» The problem: Rewrite the rows starting at the line that contains "input: arched doorway -> output: bbox" and ending at the line that contains "[0,185,450,286]" as a numbered list, skipping any blank lines.

*** Supplied records

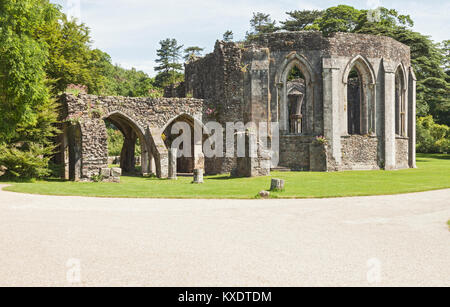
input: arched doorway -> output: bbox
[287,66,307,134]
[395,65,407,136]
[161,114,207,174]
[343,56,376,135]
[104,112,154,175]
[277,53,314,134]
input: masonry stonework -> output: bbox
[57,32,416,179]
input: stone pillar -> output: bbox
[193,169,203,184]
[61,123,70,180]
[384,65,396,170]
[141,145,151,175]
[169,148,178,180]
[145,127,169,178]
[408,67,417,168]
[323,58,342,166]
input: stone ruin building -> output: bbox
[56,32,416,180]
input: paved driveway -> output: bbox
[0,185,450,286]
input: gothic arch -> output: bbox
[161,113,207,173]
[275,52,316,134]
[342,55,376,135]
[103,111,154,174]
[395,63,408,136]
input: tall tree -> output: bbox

******
*** Supplied records

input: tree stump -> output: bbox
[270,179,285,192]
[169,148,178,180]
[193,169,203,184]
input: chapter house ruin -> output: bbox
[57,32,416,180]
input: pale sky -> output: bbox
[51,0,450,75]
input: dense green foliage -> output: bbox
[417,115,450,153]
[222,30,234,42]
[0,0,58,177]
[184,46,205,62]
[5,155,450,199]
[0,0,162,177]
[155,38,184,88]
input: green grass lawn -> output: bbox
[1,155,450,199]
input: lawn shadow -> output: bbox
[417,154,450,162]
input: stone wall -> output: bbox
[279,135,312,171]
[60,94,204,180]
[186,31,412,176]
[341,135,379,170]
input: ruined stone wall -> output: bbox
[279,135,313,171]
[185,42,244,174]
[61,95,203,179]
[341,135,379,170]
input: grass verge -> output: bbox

******

» Exercise result:
1. input: arched doorway -> output: bbox
2. [287,66,307,134]
3. [395,65,407,136]
4. [161,114,207,174]
5. [343,56,376,135]
6. [104,112,154,175]
7. [277,53,314,134]
8. input: masonry stonework -> output: bbox
9. [57,32,416,179]
10. input: stone pillar -> output: bbox
11. [193,169,203,184]
12. [61,123,70,180]
13. [384,65,396,170]
14. [141,145,151,175]
15. [169,148,178,180]
16. [145,127,169,178]
17. [408,67,417,168]
18. [323,58,342,166]
19. input: stone ruin building -> output: bbox
20. [56,32,416,180]
21. input: paved driveway -> output: bbox
22. [0,185,450,286]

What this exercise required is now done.